Work request: Your task is to set down the line containing "Where can the radio" and every later line of the entries, word for word, including the last.

Source data:
=-=-=
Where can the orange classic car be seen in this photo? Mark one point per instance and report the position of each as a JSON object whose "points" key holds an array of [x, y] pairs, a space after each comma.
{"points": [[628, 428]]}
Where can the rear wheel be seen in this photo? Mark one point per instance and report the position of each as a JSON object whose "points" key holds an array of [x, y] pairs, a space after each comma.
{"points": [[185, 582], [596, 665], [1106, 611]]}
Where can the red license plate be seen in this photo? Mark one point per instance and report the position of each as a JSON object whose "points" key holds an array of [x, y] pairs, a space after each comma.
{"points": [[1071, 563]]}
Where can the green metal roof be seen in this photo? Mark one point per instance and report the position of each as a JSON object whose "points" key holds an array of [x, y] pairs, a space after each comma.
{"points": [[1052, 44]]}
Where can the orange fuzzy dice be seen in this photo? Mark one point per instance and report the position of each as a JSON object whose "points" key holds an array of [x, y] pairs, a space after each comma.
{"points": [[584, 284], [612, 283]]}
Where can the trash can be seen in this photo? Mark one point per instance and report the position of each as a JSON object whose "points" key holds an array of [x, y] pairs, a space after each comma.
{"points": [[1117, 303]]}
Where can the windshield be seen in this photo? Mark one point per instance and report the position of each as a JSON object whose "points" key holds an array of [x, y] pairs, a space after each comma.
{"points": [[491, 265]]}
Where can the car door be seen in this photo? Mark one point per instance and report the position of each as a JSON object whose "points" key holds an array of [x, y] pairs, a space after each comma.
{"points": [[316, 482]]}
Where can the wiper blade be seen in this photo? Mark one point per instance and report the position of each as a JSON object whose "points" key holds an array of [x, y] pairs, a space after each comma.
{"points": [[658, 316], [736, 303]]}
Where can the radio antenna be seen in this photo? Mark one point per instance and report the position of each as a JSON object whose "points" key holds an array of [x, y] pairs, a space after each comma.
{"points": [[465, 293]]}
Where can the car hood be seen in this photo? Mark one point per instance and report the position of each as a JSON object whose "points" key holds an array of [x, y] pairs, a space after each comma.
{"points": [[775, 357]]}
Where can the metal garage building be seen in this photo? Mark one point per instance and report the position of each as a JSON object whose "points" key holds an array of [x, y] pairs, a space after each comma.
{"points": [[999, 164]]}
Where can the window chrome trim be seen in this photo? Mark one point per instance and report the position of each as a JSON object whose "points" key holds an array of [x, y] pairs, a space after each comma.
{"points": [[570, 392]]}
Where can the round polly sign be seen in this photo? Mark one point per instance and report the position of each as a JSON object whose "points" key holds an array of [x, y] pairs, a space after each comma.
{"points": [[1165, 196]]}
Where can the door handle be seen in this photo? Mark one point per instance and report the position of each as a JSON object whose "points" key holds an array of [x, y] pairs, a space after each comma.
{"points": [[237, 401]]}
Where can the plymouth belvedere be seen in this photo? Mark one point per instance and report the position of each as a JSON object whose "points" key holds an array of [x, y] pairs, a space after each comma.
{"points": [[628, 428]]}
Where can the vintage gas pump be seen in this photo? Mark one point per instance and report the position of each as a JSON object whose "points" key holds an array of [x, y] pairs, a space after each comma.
=-=-=
Output of the task:
Where can the radio antenna be seen in this photo? Mark one point per instance and report the position of each as a JSON object whose "points" key holds an array of [x, y] pairs, a space after each comma.
{"points": [[465, 293]]}
Where can the car hood be seen in this photo? Mark one point per instance and report the position of each as a JSON object whose "points" key holds an array of [x, y] pairs, a space after each comma.
{"points": [[775, 357]]}
Where can the metal garage building be seen in this photo? Mark one point per instance and report the position of each as a JSON object whose "points" key holds an array of [x, y] pairs, a space after each comma.
{"points": [[999, 164]]}
Where can the window chrome trim be seen in this photo? Mark one point per instance and report the position of each as a JSON object whose "points" key holds an array of [x, y] pairs, a space after each comma.
{"points": [[570, 392]]}
Where can the round polly sign be seen in this photo? Mark one point per instance and report the position of each as a JSON object whose "points" key holds an array of [x, y] pairs, a space after each comma.
{"points": [[1165, 196]]}
Where can the door handle be seen in this photo? Mark one point per instance and report the position of each as a JSON object whose "points" key holds an array of [x, y] pairs, a space after each comma.
{"points": [[237, 401]]}
Where can the plymouth belvedere be seen in this photo? Mark one point per instance and report the position of each as a JSON object whose "points" key holds an array of [x, y] pairs, a space after each comma.
{"points": [[628, 428]]}
Where can the vintage gas pump be seen in this photo? Mark one point per instance and report the position of each as a JSON object whose "points" key holds an array of [x, y] pairs, a space after each comma.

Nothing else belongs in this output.